### TASK DESCRIPTION:
Please name the three syscalls that, according to the passage on Go networking and io_uring, each Go netpoller event cycle requires.

### PASSAGE SHOWN:
The Go netpoller uses epoll, and each event cycle requires three separate syscalls: epoll_wait to discover ready fds, then read, then write. Third-party libraries like go-uring expose io_uring to batch all three operations into a single submission or eliminate syscalls entirely via SQPOLL mode, where a kernel thread polls the submission queue with zero syscalls in steady state.
Integrate go-uring for small-message, high-connection workloads to see 40-60% throughput improvement. There is active discussion about making io_uring the Go runtime's native network backend to benefit all Go programs automatically.
A file-heavy Node.js service chokes at high concurrency even with plenty of CPU available. HTTP responses stall, DNS lookups queue, and increasing UV_THREADPOOL_SIZE only delays the inevitable collapse under load.

### GIVEN INFORMATION:
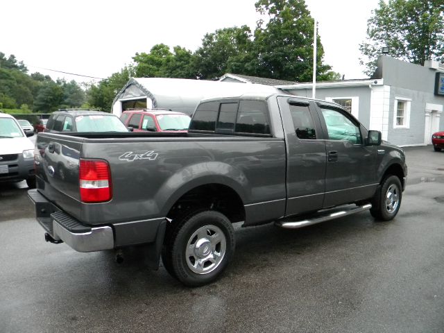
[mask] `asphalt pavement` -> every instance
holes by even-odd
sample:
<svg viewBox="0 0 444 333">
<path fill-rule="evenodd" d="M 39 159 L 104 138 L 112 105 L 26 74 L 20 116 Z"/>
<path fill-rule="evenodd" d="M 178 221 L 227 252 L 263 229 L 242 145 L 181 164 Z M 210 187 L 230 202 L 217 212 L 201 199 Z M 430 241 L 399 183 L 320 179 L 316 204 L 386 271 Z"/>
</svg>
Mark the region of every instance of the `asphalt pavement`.
<svg viewBox="0 0 444 333">
<path fill-rule="evenodd" d="M 187 288 L 142 251 L 44 240 L 25 182 L 0 184 L 0 332 L 443 332 L 444 152 L 405 148 L 397 217 L 237 228 L 223 276 Z"/>
</svg>

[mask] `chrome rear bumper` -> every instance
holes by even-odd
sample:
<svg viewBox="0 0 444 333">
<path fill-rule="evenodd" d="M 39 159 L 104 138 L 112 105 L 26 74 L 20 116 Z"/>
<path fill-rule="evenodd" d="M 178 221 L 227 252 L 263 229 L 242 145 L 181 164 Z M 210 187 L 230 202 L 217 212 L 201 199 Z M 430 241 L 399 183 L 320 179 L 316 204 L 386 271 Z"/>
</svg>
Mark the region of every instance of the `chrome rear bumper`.
<svg viewBox="0 0 444 333">
<path fill-rule="evenodd" d="M 37 221 L 56 241 L 63 241 L 78 252 L 101 251 L 114 248 L 111 227 L 84 225 L 48 201 L 37 189 L 28 191 L 35 205 Z"/>
</svg>

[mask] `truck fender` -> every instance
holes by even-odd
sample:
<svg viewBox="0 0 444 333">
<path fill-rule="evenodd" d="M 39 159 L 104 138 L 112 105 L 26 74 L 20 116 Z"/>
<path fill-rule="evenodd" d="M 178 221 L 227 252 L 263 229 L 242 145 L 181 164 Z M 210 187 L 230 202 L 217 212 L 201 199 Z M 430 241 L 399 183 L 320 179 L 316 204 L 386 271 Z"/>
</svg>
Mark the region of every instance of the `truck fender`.
<svg viewBox="0 0 444 333">
<path fill-rule="evenodd" d="M 155 202 L 165 203 L 160 207 L 161 216 L 166 216 L 174 203 L 187 192 L 201 185 L 219 184 L 233 189 L 246 203 L 248 180 L 238 169 L 226 163 L 205 162 L 189 165 L 178 171 L 159 189 Z"/>
</svg>

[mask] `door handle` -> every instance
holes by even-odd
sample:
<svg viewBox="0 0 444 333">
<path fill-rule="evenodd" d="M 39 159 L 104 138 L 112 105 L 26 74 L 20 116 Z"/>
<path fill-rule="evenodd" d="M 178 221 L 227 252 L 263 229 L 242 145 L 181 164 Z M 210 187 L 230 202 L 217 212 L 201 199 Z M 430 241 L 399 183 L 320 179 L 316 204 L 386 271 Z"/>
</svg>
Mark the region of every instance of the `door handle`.
<svg viewBox="0 0 444 333">
<path fill-rule="evenodd" d="M 338 152 L 336 151 L 332 151 L 328 152 L 328 162 L 337 162 L 338 161 Z"/>
</svg>

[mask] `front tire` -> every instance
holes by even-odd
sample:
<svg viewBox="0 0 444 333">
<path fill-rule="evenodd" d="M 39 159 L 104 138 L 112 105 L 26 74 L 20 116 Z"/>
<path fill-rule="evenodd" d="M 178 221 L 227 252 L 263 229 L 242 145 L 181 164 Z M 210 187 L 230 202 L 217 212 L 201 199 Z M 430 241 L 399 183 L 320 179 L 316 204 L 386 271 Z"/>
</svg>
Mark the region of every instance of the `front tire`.
<svg viewBox="0 0 444 333">
<path fill-rule="evenodd" d="M 184 284 L 198 287 L 221 275 L 234 252 L 234 229 L 223 214 L 195 212 L 176 222 L 165 239 L 162 261 Z"/>
<path fill-rule="evenodd" d="M 395 176 L 389 176 L 382 181 L 379 189 L 372 202 L 370 213 L 377 220 L 392 220 L 401 206 L 401 181 Z"/>
</svg>

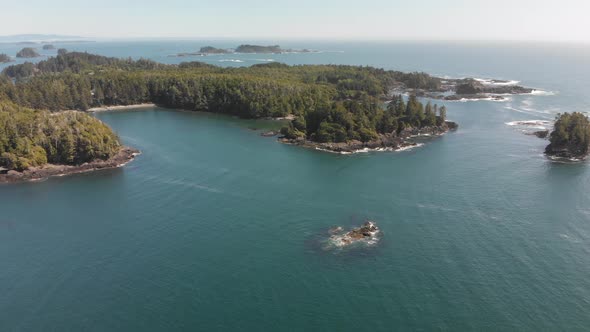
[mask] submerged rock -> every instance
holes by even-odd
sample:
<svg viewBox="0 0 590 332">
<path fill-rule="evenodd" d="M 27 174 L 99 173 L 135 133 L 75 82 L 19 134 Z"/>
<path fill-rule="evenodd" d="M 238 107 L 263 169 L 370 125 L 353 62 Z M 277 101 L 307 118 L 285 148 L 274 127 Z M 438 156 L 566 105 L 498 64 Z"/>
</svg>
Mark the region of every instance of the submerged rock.
<svg viewBox="0 0 590 332">
<path fill-rule="evenodd" d="M 342 227 L 330 229 L 330 245 L 346 247 L 355 243 L 375 244 L 379 241 L 379 227 L 374 221 L 368 220 L 361 227 L 343 233 Z"/>
</svg>

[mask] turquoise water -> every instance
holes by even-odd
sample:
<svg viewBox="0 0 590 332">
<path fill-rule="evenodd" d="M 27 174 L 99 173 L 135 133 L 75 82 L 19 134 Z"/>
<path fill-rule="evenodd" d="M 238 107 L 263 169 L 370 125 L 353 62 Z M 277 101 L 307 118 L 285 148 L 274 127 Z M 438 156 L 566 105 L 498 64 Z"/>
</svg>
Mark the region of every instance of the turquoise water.
<svg viewBox="0 0 590 332">
<path fill-rule="evenodd" d="M 157 44 L 84 47 L 176 59 Z M 546 141 L 506 123 L 588 110 L 588 50 L 314 48 L 333 52 L 272 57 L 514 79 L 552 93 L 448 103 L 457 132 L 354 156 L 252 130 L 268 122 L 97 114 L 143 154 L 118 170 L 0 186 L 0 330 L 586 330 L 590 168 L 547 161 Z M 318 244 L 328 228 L 365 218 L 383 231 L 376 247 Z"/>
</svg>

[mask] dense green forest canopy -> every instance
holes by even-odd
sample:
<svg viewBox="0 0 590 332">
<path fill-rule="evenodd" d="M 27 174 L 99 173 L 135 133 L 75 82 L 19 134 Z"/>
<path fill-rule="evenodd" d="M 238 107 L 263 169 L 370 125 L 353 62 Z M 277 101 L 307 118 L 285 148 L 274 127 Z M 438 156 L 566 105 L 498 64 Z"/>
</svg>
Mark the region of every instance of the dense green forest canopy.
<svg viewBox="0 0 590 332">
<path fill-rule="evenodd" d="M 0 101 L 0 167 L 77 165 L 108 159 L 119 148 L 112 130 L 88 114 L 50 113 Z"/>
<path fill-rule="evenodd" d="M 590 121 L 579 112 L 558 114 L 549 136 L 549 154 L 566 151 L 571 156 L 585 156 L 590 148 Z"/>
<path fill-rule="evenodd" d="M 0 96 L 34 109 L 152 102 L 244 118 L 293 115 L 283 134 L 320 142 L 368 141 L 407 128 L 439 126 L 446 117 L 445 108 L 423 105 L 416 97 L 406 103 L 390 92 L 400 85 L 436 87 L 438 78 L 373 67 L 164 65 L 60 50 L 38 64 L 10 66 L 3 76 Z M 383 100 L 391 98 L 384 107 Z"/>
</svg>

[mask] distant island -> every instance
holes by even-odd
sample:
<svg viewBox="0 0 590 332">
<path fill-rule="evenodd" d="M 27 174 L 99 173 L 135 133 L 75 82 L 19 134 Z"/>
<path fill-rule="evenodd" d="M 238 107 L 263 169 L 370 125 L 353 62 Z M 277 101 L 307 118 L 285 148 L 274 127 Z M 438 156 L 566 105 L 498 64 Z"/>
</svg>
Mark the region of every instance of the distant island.
<svg viewBox="0 0 590 332">
<path fill-rule="evenodd" d="M 88 114 L 50 115 L 0 100 L 0 183 L 114 168 L 137 153 Z"/>
<path fill-rule="evenodd" d="M 240 45 L 236 48 L 236 53 L 281 53 L 283 50 L 279 45 L 260 46 L 260 45 Z"/>
<path fill-rule="evenodd" d="M 213 46 L 204 46 L 201 47 L 201 49 L 199 50 L 200 53 L 203 54 L 226 54 L 229 53 L 228 50 L 222 49 L 222 48 L 216 48 Z"/>
<path fill-rule="evenodd" d="M 175 56 L 186 57 L 186 56 L 206 56 L 206 55 L 217 55 L 217 54 L 281 54 L 281 53 L 311 53 L 315 52 L 310 49 L 282 49 L 279 45 L 261 46 L 261 45 L 240 45 L 235 49 L 224 49 L 213 46 L 204 46 L 198 52 L 184 52 L 177 53 Z"/>
<path fill-rule="evenodd" d="M 12 61 L 12 59 L 8 55 L 6 55 L 4 53 L 0 53 L 0 63 L 8 63 L 11 61 Z"/>
<path fill-rule="evenodd" d="M 555 118 L 545 154 L 553 159 L 584 160 L 590 151 L 590 121 L 579 112 Z"/>
<path fill-rule="evenodd" d="M 9 66 L 3 74 L 7 83 L 0 84 L 0 95 L 26 107 L 59 111 L 154 103 L 243 118 L 289 118 L 281 142 L 338 153 L 408 148 L 417 145 L 416 136 L 457 128 L 446 121 L 446 107 L 391 94 L 400 84 L 419 88 L 437 81 L 424 73 L 280 63 L 165 65 L 60 50 L 57 57 Z M 383 107 L 384 101 L 389 106 Z"/>
<path fill-rule="evenodd" d="M 40 56 L 41 56 L 41 54 L 39 54 L 32 47 L 25 47 L 22 50 L 20 50 L 18 53 L 16 53 L 17 58 L 36 58 L 36 57 L 40 57 Z"/>
</svg>

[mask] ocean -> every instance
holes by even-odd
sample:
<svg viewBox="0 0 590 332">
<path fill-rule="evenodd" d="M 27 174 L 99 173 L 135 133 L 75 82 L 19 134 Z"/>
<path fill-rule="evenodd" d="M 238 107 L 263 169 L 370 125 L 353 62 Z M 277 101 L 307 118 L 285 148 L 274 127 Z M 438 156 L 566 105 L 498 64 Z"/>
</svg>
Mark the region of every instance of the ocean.
<svg viewBox="0 0 590 332">
<path fill-rule="evenodd" d="M 272 121 L 97 113 L 142 155 L 0 186 L 1 331 L 588 329 L 590 167 L 547 160 L 548 142 L 514 122 L 590 110 L 589 45 L 266 41 L 319 52 L 170 56 L 245 42 L 58 47 L 164 63 L 371 65 L 538 91 L 437 101 L 458 131 L 355 155 L 261 137 Z M 366 219 L 381 228 L 377 244 L 324 247 L 331 227 Z"/>
</svg>

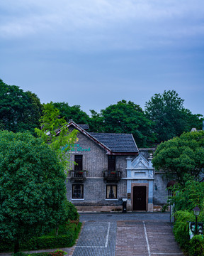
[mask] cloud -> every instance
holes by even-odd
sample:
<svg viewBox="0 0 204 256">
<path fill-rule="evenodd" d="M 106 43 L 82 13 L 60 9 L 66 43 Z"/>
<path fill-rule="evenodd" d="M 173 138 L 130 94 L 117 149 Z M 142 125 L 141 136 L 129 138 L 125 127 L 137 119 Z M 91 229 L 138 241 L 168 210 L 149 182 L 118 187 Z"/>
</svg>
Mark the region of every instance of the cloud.
<svg viewBox="0 0 204 256">
<path fill-rule="evenodd" d="M 0 4 L 0 38 L 40 38 L 40 47 L 68 50 L 137 50 L 203 36 L 202 6 L 203 0 L 7 0 Z"/>
</svg>

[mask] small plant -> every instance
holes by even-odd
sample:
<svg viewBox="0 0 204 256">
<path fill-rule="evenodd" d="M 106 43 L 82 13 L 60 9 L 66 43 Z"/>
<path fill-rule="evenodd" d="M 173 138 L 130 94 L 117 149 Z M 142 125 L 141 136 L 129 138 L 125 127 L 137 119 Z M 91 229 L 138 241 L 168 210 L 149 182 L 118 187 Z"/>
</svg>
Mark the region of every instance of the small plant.
<svg viewBox="0 0 204 256">
<path fill-rule="evenodd" d="M 162 208 L 162 213 L 165 213 L 166 211 L 168 210 L 169 208 L 169 203 L 166 203 L 165 205 L 164 205 Z"/>
</svg>

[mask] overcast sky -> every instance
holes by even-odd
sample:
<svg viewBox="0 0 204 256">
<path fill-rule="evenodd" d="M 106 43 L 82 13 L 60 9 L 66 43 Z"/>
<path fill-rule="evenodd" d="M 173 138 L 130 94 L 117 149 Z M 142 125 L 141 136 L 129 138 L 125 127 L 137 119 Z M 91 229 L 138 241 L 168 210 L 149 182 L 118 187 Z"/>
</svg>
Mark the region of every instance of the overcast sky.
<svg viewBox="0 0 204 256">
<path fill-rule="evenodd" d="M 0 78 L 99 112 L 175 90 L 204 114 L 203 0 L 5 0 Z"/>
</svg>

### SOLUTION TO THIS PROBLEM:
epoll_wait, read, and write.